## TASK GOAL
Reproduce all of the material exactly as shown.

## TASK INPUTS
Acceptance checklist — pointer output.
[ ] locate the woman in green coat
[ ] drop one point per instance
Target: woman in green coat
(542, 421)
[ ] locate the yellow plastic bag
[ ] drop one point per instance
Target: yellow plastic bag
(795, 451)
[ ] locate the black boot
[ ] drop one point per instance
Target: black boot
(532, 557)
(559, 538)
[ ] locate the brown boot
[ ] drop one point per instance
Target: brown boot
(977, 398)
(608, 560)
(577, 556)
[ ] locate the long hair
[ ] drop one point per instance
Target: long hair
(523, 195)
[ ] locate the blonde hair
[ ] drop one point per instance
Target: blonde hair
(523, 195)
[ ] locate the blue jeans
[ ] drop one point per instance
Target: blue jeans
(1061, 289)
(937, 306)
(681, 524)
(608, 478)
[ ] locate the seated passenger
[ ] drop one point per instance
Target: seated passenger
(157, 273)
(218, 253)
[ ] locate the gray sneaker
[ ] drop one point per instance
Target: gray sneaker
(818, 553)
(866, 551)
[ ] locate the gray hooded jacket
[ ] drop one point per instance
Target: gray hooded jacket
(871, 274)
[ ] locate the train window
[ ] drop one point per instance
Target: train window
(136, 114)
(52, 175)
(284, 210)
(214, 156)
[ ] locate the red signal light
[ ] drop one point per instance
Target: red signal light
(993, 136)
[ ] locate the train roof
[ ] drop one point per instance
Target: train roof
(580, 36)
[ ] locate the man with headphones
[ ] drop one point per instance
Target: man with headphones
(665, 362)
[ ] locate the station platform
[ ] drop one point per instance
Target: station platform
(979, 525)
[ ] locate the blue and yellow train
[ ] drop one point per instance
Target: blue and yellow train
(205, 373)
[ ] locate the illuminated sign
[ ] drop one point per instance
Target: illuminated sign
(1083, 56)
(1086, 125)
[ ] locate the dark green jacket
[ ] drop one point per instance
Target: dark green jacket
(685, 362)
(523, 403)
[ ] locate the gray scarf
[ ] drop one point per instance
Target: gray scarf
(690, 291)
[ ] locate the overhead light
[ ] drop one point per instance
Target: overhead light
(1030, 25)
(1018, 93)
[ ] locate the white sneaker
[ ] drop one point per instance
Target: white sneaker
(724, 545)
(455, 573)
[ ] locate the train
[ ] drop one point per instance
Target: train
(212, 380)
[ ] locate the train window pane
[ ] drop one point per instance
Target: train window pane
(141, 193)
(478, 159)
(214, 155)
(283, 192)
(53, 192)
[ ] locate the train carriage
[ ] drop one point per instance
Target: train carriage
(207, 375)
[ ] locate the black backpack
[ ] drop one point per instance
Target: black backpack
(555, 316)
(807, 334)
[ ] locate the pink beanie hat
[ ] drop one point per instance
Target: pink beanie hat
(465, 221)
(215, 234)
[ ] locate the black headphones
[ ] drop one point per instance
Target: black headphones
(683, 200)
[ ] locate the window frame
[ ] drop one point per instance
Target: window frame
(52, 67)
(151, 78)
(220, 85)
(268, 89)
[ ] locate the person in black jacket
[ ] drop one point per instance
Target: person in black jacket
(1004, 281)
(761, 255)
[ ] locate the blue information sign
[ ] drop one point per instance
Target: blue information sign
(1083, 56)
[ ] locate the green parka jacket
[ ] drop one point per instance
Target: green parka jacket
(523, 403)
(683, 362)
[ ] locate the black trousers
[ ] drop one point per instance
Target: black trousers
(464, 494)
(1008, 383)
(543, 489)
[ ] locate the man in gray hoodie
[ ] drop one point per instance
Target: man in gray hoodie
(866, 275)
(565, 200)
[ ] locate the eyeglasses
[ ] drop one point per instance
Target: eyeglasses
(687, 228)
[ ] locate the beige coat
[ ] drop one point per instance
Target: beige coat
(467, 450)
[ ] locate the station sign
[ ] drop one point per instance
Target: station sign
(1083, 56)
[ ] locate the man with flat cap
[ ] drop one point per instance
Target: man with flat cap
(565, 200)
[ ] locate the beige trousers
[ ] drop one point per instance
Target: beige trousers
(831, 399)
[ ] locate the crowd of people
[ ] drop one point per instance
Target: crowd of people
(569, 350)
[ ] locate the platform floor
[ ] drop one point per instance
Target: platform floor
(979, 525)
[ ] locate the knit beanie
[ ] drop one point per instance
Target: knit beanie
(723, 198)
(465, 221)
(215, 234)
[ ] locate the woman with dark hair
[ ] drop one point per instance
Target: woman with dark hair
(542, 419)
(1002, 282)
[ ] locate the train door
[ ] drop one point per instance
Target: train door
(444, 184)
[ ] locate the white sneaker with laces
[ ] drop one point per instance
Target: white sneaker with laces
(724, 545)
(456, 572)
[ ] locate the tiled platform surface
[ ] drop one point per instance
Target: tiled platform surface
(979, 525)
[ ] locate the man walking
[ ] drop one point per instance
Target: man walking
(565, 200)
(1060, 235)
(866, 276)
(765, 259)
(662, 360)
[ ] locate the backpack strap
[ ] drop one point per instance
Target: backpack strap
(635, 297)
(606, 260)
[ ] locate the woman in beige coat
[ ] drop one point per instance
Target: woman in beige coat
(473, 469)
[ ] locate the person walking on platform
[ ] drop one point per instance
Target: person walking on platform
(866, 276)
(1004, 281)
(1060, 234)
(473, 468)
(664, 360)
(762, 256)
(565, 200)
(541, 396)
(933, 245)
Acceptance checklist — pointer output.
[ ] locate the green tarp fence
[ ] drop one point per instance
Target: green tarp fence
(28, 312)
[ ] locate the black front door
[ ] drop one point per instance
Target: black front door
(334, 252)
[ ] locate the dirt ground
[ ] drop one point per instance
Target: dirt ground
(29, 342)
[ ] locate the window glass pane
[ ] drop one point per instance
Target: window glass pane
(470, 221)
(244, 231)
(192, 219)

## SOLUTION TO THE EXERCISE
Acceptance checklist — pointer output.
[ ] locate the woman in green coat
[ ] drop one point per instance
Target: woman in green coat
(542, 421)
[ ] locate the yellow plastic bag
[ ] drop one point per instance
Target: yellow plastic bag
(795, 451)
[ ] locate the black boot
[ ] drop one point per instance
Target: black boot
(532, 557)
(559, 538)
[ ] locate the brown boot
[ ] drop one point per instance
Target: brown boot
(977, 398)
(608, 560)
(577, 556)
[ ] locate the long hair
[ ] drop one point per instance
Target: long hair
(523, 195)
[ ] locate the blonde hair
[ ] drop one point per instance
Target: blonde hair
(523, 195)
[ ] locate the blue jeans
[ ] drop one point per instance
Target: blue jeans
(1061, 289)
(937, 306)
(681, 524)
(608, 478)
[ ] locate the seated passenger
[ ] drop one point per instance
Target: seated passenger
(157, 273)
(218, 253)
[ ] locate the gray sneaker
[ ] drop one point per instance
Target: gray sneaker
(818, 553)
(866, 551)
[ ] locate the gray hooded jacket
[ ] drop one point per instance
Target: gray hooded jacket
(871, 274)
[ ] locate the train window
[ ] drop one point per instance
Target: train window
(136, 114)
(52, 175)
(284, 210)
(214, 156)
[ ] locate the red signal light
[ ] drop one point per instance
Target: red signal light
(993, 136)
[ ] locate the train roof
[ ] drop one point per instance
Target: train roof
(580, 36)
[ ] locate the man with headphones
[ ] drop one point per instance
Target: man with headphones
(665, 362)
[ ] locate the station platform
[ ] drop one point per instance
Target: station platform
(979, 525)
[ ] locate the blue and yellow train
[ ] drop one point per instance
Target: blue and yellow train
(205, 373)
[ ] locate the illuminated sign
[ ] drop one point per instance
Target: illuminated sign
(1083, 56)
(1086, 125)
[ ] locate the dark green jacket
[ ] drop one point per instance
Target: dark green jacket
(685, 362)
(523, 403)
[ ] locate the gray scarf
[ ] drop one point per instance
Target: gray scarf
(690, 291)
[ ] locate the overhead light
[ ] drop one point per instance
Target: overhead light
(1030, 25)
(1018, 93)
[ ] locate the white sneaker
[ ] drop one point per instance
Target: white sneaker
(724, 545)
(455, 573)
[ ] locate the train
[ ] drop one point per instance
Target: train
(212, 380)
[ ] locate the train window pane
[ ] drop one point per instance
Target: train window pane
(141, 193)
(478, 159)
(214, 155)
(283, 192)
(53, 192)
[ ] locate the train carriage
[ ] drop one point per instance
Target: train carriage
(207, 375)
[ ] locate the black backpack
[ ] drop one point per instance
Target: black backpack
(555, 316)
(807, 334)
[ ] locate the pink beanie hat
[ ] drop one point per instance
Target: pink beanie hat
(465, 221)
(215, 234)
[ ] locate the black headphones
[ ] drop one point per instance
Target: black headphones
(683, 200)
[ ] locate the window frame
[ ] drop one point per instance
Target: window frame
(52, 67)
(151, 78)
(220, 85)
(268, 89)
[ ] locate the person in black jacket
[ ] drop one point per instance
Target: person in black jacket
(1004, 281)
(761, 255)
[ ] locate the blue information sign
[ ] drop one point per instance
Target: blue information sign
(1083, 56)
[ ] locate the green parka jacket
[ ] drop one point per instance
Target: green parka jacket
(523, 403)
(683, 362)
[ ] locate the black trousers
[ ] drop one point per instance
Target: black trousers
(464, 494)
(1008, 383)
(543, 489)
[ ] locate the man in gray hoodie
[ ] drop one point per instance
Target: man in gray hoodie
(866, 275)
(565, 200)
[ ] locate the eyeglasses
[ ] drop one point per instance
Target: eyeglasses
(687, 228)
[ ] locate the beige coat
[ ] drop one point per instance
Target: beige coat
(467, 450)
[ ] locate the station sign
[ ] drop one point per instance
Target: station sign
(1083, 56)
[ ] locate the man with flat cap
[ ] drop one point per instance
Target: man with flat cap
(565, 200)
[ ] locate the beige trousers
[ ] drop one point per instance
Target: beige trousers
(831, 399)
[ ] locate the crowd of people
[ ] drop one point per instance
Target: crowd of people
(569, 350)
[ ] locate the platform floor
[ ] drop one point per instance
Target: platform floor
(979, 525)
[ ] locate the knit beanie
[ ] drop one point per instance
Target: knit beanie
(723, 198)
(465, 221)
(215, 234)
[ ] locate the woman with dark hair
[ ] drop one point per instance
Target: woman with dark hair
(542, 419)
(1002, 282)
[ ] locate the train door
[ ] drop one point per instance
Target: train door
(444, 184)
[ ] locate the white sneaker with laces
[ ] drop one point per instance
Target: white sneaker with laces
(724, 545)
(456, 572)
[ ] locate the tiled platform surface
[ ] drop one point per instance
Target: tiled platform surface
(979, 525)
[ ] locate the man walking
[ ] drop one point per instance
Target: man walking
(565, 200)
(1060, 235)
(866, 276)
(765, 259)
(662, 360)
[ ] locate the backpack strap
[ ] drop one point per instance
Target: backpack strap
(635, 297)
(606, 260)
[ ] locate the woman in beige coat
[ ] drop one point per instance
Target: woman in beige coat
(473, 469)
[ ] locate the person walking on platform
[ ] drop one point per instance
Target: person walking on platform
(866, 276)
(1004, 281)
(1060, 234)
(473, 468)
(664, 360)
(762, 256)
(565, 200)
(541, 396)
(933, 245)
Acceptance checklist — pointer output.
[ ] locate the green tarp fence
[ ] drop one point per instance
Target: green tarp fence
(28, 312)
[ ] locate the black front door
[ ] drop one point per instance
Target: black front door
(334, 252)
[ ] locate the dirt ground
[ ] drop one point per instance
Target: dirt ground
(29, 342)
[ ] locate the window glass pane
[ ] drop one point per instance
Target: window glass pane
(470, 221)
(244, 231)
(192, 219)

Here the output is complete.